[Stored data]
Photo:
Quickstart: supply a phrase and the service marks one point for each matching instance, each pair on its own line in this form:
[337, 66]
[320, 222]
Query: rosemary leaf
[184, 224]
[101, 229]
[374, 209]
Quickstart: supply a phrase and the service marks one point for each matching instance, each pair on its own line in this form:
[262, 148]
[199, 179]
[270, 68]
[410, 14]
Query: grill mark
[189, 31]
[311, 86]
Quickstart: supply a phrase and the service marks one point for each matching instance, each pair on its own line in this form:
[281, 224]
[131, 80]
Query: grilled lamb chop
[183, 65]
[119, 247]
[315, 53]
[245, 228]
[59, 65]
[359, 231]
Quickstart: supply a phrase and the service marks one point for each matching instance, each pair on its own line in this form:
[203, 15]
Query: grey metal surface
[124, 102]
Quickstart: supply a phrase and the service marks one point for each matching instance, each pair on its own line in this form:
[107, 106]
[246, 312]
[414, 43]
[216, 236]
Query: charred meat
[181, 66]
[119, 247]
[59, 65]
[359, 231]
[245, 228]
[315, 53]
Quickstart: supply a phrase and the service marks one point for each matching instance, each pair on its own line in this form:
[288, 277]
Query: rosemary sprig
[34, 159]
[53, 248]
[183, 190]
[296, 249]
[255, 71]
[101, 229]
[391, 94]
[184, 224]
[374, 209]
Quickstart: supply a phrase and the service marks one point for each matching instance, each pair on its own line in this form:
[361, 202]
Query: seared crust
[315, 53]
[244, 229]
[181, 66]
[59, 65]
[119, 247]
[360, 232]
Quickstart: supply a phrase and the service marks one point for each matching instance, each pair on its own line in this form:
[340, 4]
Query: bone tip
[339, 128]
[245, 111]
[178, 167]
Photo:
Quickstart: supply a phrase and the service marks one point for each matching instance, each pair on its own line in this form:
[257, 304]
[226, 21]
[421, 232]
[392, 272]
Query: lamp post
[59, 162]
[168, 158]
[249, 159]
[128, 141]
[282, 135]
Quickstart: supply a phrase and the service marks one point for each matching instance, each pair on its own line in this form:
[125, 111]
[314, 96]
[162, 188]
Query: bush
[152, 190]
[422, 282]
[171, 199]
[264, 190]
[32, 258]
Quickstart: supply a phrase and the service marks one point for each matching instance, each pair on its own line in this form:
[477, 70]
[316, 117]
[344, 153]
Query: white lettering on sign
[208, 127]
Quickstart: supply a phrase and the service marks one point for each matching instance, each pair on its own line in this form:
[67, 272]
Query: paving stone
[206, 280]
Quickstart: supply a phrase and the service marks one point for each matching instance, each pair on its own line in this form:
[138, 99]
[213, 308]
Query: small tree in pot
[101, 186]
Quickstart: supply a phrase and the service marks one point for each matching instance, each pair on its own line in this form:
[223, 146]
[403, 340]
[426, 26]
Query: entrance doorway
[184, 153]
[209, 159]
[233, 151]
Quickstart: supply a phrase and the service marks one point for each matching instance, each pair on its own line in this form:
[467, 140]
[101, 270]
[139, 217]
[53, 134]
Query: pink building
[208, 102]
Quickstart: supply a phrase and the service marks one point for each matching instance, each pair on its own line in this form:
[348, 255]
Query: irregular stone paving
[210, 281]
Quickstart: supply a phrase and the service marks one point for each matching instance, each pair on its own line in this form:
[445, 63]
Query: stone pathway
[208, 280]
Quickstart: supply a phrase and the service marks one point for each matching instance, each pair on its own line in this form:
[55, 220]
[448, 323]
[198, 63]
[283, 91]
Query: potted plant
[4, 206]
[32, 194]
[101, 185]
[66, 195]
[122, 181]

GOAL
Count the lines above that contain the string "paving", treating uppercase and lowercase as different. Give only the number.

TASK RESPONSE
2